# Kutipan Teks:
500.000 Orang dengan HIV/AIDS Belum dalam Pengobatan
›
500.000 Orang dengan HIV/AIDS ...
Iklan
500.000 Orang dengan HIV/AIDS Belum dalam Pengobatan
Cakupan pengobatan untuk orang dengan HIV/AIDS di Indonesia sangat rendah. Dari 640.000 orang dengan HIV/AIDS hanya 17 persen yang menggunakan obat.
Oleh
DEONISIA ARLINTA
·3 menit baca
JAKARTA, KOMPAS — Cakupan pengobatan untuk orang dengan HIV/AIDS di Indonesia sangat rendah. Dari 640.000 orang dengan HIV/AIDS hanya 17 persen yang menggunakan obat. Tanpa pengobatan, penularan infeksi HIV sulit ditekan dan angka kematian akibat AIDS terus meningkat.
Organisasi PBB untuk HIV/AIDS (UNAIDS) menyebutkan, jumlah orang dewasa berusia lebih dari 15 tahun dengan HIV/AIDS di Indonesia yang mendapatkan pengobatan hanya 17 persen. Jika jumlah seluruh orang dengan HIV/AIDS sebanyak 640.000, artinya masih ada lebih dari 500.000 orang yang belum mendapatkan pengobatan.
”Penyebab utama minimnya cakupan pengobatan bagi orang dengan HIV/AIDS (ODHA) di Indonesia karena kurangnya political will dari pemerintah. Layanan untuk memberlakukan test and treat juga belum menyeluruh,” ujar Direktur Eksekutif Indonesia AIDS Coalition (IAC) Adhitya Wardhana saat dihubungi dari Jakarta, Senin (14/10/2019).
Selain itu, menurut dia, penyebab laiannya adalah masih tingginya stigma dan diskriminasi pada kelompok yang terdampak AIDS. Pemerintah juga dinilai terlambat mengadopsi program yang terbukti sudah berhasil mendukung pengendalian dan penanganan AIDS di negara-negara lain.
Sabam Manalu, Koordinator Advokasi dan Hak Asasi Manusia IAC, menambahkan, rumitnya prosedur di pusat layanan kesehatan dalam memberikan obat antiretroviral (ARV) kepada ODHA turut membuat ODHA enggan berobat. Padahal, seharusnya ketika seseorang diketahui terinfeksi HIV dapat langsung mendapatkan ARV.
”Faktanya, ODHA masih diminta untuk melakukan tes-tes penyerta lain sebelum bisa diberikan obat ARV. Tes-tes yang seharusnya bisa ditunda itu membuat pengobatan menjadi terlambat,” ujarnya.
Dalam lembar fakta yang diterbitkan UNAIDS pada 2017, cakupan ARV di Indonesia termasuk yang terendah di dunia. Cakupan di Indonesia hanya lebih baik daripada Sudan (13 persen), Pakistan (8 persen), dan Madagaskar (7 persen). Padahal, Indonesia masuk 20 besar negara dengan jumlah orang dengan HIV terbanyak di dunia.
Adhitya mengatakan, kondisi ini sangat bertolak belakang dengan target pemerintah untuk mencapai 90-90-90 atau 90 persen populasi kunci mengetahui statusnya, 90 persen dari populasi tersebut menjalani terapi ARV, dan 90 persen yang berobat dapat menekan jumlah virus hingga tak terdeteksi.

# Daftar Kegiatan:
[1] Jawablah pertanyaan berikut berdasarkan kutipan teks.
(a) Menurut UNAIDS, berapa persen orang dewasa dengan HIV/AIDS di Indonesia yang mendapatkan pengobatan?
(b) Apa jabatan Adhitya Wardhana?
(c) Berapa persen cakupan ARV di Madagaskar menurut lembar fakta UNAIDS tahun 2017?
[2] Tuliskan semua negara selain Indonesia yang disebut namanya dalam kutipan teks.

# Entri Hasil Ekstraksi:
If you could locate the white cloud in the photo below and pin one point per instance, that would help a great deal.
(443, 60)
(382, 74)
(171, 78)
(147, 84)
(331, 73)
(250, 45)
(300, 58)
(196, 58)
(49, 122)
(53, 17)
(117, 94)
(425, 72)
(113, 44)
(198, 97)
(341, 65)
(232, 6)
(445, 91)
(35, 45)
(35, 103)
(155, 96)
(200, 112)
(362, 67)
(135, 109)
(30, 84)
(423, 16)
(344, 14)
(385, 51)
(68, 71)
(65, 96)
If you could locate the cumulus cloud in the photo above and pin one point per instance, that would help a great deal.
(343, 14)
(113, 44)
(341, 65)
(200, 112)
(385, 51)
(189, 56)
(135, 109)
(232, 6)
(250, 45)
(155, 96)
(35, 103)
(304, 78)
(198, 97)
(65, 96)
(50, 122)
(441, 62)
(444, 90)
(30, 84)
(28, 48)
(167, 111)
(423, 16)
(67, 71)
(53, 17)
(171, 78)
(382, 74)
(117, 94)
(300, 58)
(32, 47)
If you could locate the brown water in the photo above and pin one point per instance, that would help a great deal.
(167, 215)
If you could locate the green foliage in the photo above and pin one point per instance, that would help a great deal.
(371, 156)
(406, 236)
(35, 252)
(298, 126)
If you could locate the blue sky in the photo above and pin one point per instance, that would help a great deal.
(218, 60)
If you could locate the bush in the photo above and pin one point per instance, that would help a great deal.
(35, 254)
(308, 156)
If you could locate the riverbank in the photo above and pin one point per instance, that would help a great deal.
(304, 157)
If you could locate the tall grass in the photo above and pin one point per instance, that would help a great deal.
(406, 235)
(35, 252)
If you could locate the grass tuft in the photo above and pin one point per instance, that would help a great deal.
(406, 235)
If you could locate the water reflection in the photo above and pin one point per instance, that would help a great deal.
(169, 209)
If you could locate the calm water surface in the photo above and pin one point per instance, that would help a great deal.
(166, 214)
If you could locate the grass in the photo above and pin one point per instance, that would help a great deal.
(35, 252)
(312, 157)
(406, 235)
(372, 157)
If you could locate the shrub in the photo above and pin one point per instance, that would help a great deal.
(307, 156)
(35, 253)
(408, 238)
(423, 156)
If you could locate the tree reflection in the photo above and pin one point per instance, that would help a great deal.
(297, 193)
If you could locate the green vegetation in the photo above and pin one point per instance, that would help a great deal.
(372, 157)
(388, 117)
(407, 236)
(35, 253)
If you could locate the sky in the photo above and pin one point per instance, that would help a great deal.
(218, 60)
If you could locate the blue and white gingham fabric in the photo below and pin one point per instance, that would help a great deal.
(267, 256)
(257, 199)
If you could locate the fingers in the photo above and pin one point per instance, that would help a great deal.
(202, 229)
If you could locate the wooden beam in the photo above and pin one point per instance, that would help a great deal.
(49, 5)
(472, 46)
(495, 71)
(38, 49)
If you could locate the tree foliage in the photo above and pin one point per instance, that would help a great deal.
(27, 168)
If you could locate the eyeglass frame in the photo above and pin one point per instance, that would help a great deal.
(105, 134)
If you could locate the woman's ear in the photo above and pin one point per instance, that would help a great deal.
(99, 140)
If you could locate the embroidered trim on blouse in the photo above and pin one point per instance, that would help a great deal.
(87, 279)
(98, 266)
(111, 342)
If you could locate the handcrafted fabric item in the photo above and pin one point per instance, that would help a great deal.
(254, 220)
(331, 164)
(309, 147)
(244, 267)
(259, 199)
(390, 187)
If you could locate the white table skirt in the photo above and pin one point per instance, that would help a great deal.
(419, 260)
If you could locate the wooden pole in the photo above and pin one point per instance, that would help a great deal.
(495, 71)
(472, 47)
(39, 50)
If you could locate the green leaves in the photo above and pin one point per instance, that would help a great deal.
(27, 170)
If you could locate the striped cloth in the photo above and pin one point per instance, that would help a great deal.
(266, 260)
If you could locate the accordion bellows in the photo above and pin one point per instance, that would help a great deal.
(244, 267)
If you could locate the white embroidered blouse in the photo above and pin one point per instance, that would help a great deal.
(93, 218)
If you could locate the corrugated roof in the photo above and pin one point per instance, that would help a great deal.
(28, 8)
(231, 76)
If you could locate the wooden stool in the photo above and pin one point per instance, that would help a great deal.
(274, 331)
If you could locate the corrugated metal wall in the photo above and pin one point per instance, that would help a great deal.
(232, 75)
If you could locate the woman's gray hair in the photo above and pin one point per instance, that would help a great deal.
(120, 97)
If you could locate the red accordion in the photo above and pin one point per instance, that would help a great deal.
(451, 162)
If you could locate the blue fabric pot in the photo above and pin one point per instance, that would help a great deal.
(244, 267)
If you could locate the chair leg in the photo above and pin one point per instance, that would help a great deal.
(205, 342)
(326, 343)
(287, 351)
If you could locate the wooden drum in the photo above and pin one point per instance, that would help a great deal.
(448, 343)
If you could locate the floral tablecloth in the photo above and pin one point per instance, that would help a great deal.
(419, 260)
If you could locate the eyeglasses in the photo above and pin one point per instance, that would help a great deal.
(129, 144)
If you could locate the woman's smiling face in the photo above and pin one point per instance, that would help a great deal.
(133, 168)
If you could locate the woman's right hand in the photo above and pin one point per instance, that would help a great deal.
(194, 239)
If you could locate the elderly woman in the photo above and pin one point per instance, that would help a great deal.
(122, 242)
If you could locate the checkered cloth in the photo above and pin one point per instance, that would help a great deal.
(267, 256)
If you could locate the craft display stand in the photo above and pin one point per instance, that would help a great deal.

# Jawaban Bernomor:
[1]
(a) 17 persen.
(b) Direktur Eksekutif Indonesia AIDS Coalition (IAC).
(c) 7 persen.

[2] Sudan, Pakistan, Madagaskar.